[Items from a collection]

★ ★ ★ ★ ★ ★ ★

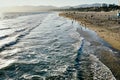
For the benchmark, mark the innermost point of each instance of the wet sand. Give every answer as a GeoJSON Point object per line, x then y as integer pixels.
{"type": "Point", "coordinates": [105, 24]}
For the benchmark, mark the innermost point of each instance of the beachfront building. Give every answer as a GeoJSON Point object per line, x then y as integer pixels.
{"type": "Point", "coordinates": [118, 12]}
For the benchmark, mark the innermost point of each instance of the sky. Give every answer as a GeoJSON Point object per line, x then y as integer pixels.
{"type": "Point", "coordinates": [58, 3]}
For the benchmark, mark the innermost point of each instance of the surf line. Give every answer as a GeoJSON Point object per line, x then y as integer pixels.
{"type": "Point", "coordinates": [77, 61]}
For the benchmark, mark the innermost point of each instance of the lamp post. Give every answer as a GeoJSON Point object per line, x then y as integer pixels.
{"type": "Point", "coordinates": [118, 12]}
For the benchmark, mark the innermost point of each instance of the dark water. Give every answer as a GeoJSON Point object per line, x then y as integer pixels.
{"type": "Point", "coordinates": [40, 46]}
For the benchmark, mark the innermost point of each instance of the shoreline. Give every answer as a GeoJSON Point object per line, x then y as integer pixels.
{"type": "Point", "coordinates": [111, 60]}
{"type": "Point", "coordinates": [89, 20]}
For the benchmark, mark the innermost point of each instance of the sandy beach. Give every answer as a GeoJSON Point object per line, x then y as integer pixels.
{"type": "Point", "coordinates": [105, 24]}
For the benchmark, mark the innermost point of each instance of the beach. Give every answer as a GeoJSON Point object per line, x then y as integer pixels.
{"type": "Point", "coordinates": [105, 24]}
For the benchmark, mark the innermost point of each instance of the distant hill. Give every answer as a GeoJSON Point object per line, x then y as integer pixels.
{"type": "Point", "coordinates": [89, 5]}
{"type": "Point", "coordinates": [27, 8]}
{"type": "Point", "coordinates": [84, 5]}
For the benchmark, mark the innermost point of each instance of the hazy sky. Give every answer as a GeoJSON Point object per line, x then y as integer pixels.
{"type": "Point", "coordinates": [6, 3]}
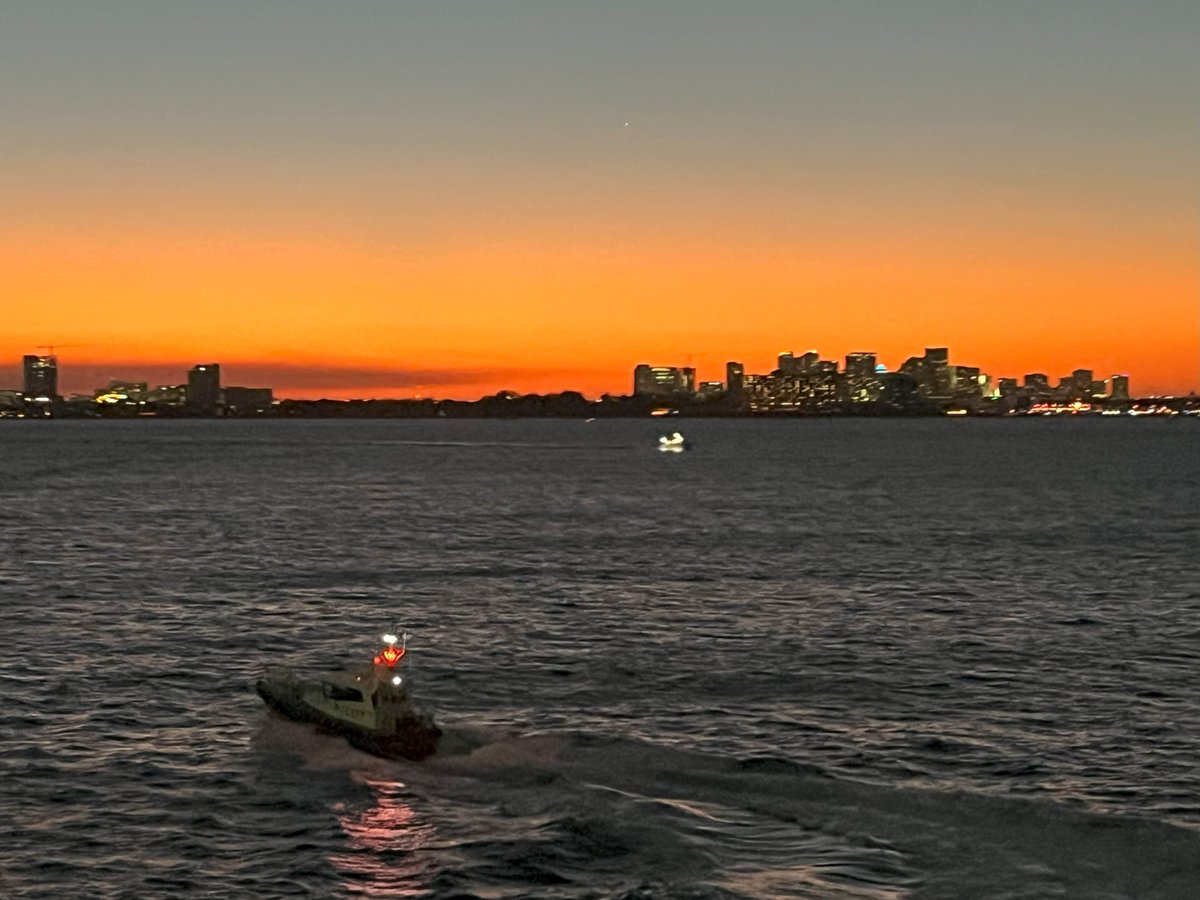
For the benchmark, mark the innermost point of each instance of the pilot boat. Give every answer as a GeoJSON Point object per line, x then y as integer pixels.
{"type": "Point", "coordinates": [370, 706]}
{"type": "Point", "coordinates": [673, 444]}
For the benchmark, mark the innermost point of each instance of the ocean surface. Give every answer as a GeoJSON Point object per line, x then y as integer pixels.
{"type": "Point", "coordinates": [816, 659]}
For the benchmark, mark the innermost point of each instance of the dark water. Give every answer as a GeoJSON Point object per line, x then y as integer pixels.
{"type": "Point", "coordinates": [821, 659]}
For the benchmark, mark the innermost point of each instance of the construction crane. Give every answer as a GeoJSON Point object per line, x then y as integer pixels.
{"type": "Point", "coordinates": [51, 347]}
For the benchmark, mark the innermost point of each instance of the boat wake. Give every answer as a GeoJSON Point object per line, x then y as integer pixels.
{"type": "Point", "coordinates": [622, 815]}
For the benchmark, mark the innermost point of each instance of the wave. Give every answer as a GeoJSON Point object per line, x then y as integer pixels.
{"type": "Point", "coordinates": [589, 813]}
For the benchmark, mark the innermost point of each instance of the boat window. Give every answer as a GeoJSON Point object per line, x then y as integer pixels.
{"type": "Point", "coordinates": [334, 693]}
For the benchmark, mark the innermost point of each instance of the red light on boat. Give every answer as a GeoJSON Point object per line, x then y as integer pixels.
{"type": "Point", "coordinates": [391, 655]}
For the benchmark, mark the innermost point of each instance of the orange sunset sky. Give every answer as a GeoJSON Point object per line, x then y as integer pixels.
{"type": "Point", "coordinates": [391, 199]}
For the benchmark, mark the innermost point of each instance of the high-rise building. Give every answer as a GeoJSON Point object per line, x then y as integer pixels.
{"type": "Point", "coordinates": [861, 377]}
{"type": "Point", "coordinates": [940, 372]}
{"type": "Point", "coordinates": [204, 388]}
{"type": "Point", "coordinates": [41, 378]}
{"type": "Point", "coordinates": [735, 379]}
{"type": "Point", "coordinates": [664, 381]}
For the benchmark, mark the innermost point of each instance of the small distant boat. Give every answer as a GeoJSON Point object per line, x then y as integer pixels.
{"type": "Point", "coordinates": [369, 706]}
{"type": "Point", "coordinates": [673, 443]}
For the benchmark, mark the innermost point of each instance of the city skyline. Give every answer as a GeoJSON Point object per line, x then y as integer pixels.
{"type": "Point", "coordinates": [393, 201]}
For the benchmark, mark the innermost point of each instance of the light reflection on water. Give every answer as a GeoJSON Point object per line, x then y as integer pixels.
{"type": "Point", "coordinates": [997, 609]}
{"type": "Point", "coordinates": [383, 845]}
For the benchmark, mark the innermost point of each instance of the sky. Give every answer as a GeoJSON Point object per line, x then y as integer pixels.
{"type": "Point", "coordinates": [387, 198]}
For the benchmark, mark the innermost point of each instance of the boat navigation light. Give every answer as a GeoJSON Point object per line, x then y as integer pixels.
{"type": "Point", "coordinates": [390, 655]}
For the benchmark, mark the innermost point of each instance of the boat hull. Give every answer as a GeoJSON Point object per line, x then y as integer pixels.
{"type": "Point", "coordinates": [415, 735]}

★ ★ ★ ★ ★ ★ ★

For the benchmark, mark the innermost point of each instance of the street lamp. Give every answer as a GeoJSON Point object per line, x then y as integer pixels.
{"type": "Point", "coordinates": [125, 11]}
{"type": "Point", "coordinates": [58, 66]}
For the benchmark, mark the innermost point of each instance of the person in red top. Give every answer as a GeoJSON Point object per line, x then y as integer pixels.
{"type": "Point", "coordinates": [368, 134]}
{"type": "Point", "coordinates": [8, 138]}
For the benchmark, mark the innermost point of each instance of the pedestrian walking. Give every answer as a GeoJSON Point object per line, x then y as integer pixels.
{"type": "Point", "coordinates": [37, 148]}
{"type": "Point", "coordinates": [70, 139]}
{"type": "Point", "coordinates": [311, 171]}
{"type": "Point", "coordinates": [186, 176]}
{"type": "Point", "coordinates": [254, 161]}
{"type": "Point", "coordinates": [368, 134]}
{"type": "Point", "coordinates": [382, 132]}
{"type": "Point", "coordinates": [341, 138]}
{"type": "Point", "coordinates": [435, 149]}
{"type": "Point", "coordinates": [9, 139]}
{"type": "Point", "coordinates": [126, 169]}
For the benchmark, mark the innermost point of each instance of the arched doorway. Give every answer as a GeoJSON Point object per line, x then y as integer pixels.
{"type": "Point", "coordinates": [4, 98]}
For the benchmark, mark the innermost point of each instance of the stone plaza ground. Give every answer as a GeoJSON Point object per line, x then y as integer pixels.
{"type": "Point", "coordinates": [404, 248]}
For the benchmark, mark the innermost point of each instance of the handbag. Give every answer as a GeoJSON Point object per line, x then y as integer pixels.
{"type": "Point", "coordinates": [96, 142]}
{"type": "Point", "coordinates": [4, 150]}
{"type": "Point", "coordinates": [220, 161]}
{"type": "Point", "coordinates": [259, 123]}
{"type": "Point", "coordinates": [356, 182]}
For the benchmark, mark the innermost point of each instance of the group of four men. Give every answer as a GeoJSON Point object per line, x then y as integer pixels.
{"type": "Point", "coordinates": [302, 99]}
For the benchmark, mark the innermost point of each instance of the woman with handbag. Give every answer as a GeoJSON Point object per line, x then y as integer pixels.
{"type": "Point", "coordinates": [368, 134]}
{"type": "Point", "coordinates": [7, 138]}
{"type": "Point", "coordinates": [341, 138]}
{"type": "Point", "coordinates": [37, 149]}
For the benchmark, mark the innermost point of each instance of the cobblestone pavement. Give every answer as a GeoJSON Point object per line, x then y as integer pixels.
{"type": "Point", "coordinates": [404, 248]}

★ ★ ★ ★ ★ ★ ★

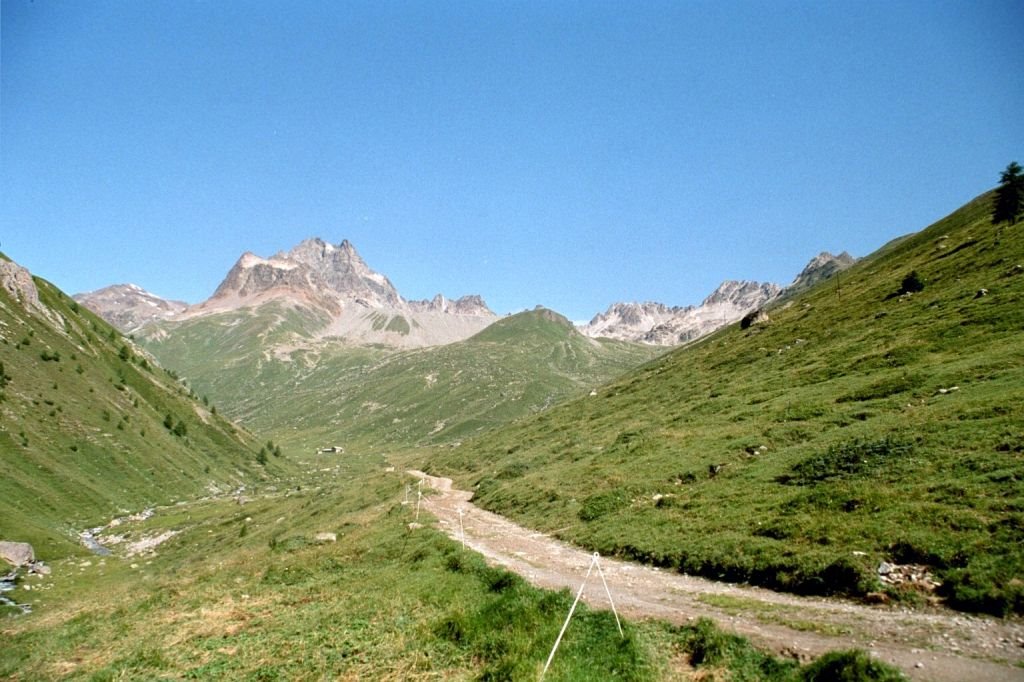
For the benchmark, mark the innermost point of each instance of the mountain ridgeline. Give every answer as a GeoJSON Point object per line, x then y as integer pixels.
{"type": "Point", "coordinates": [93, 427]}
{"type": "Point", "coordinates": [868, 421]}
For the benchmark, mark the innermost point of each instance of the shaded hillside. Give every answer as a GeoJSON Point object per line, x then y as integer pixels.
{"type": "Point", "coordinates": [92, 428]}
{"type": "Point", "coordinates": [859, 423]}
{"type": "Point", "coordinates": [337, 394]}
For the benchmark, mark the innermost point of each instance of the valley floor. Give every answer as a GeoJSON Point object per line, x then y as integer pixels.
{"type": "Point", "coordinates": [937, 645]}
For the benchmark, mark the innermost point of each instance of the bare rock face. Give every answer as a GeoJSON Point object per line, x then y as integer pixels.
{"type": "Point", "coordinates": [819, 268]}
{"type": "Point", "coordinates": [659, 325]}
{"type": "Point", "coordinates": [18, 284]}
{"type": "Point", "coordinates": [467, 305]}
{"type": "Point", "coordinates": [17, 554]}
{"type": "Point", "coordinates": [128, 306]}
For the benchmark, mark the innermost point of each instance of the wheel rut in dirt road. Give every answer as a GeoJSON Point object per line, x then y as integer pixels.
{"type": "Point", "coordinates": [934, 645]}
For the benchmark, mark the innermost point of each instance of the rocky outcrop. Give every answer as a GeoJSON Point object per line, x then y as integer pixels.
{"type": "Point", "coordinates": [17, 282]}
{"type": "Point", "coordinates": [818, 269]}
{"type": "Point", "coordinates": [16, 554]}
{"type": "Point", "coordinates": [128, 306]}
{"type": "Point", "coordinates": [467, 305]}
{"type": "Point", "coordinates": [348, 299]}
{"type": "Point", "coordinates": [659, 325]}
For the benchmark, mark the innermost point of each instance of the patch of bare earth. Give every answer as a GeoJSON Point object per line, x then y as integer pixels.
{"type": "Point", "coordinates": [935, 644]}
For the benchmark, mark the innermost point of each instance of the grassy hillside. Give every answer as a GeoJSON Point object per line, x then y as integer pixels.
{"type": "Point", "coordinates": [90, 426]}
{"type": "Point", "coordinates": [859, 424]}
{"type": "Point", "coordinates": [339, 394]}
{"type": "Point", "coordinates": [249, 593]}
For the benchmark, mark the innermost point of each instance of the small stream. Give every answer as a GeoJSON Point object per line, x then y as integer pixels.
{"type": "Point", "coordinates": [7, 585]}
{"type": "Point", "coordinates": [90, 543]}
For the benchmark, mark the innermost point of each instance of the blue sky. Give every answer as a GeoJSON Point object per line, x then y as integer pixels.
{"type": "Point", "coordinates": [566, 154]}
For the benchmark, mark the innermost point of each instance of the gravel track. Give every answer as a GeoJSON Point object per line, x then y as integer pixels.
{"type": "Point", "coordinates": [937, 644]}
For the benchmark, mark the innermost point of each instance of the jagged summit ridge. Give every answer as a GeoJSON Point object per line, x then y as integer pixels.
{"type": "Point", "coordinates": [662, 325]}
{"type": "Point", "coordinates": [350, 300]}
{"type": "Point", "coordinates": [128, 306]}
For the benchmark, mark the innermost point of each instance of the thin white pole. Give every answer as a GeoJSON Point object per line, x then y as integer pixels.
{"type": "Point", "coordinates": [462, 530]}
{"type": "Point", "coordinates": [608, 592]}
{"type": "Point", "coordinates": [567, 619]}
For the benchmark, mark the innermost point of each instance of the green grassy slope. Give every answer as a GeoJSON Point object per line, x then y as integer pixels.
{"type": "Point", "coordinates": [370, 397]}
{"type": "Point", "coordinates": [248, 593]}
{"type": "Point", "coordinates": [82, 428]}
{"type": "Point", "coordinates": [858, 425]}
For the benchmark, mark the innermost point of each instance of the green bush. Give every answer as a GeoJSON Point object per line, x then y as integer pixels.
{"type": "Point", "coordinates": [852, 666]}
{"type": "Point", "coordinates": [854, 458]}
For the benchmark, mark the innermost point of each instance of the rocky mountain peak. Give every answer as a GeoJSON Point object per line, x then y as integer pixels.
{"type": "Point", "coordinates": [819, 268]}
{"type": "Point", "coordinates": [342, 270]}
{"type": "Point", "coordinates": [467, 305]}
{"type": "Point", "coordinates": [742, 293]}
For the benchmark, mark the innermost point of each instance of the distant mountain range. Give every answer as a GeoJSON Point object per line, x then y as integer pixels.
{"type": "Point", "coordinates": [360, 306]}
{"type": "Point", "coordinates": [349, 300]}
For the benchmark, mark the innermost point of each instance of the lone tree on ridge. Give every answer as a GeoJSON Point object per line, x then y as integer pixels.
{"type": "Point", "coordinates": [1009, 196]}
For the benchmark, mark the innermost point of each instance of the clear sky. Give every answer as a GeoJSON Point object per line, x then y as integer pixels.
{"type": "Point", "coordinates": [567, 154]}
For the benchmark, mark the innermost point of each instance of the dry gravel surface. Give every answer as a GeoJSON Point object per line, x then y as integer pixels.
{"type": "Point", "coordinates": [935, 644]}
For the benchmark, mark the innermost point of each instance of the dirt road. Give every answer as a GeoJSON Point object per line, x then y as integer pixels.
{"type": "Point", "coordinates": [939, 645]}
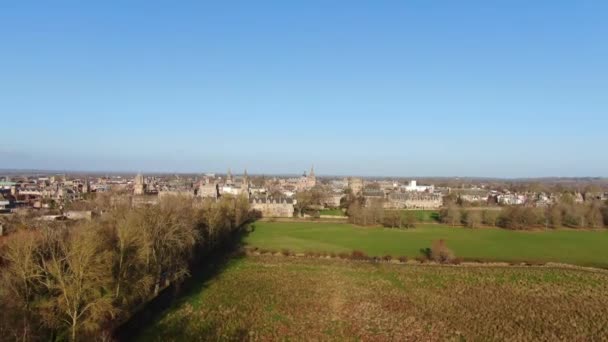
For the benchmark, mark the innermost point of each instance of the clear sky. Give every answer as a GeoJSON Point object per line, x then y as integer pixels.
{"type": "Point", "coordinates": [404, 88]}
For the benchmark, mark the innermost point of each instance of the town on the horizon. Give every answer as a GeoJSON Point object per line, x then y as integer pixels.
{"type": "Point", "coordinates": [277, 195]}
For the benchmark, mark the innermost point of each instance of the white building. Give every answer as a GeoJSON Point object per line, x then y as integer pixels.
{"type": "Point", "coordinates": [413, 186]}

★ ★ ★ ★ ★ ★ ★

Report how many lines of the items above contain the string "distant", with case counting. Give only the number.

- [Answer to this exercise] 3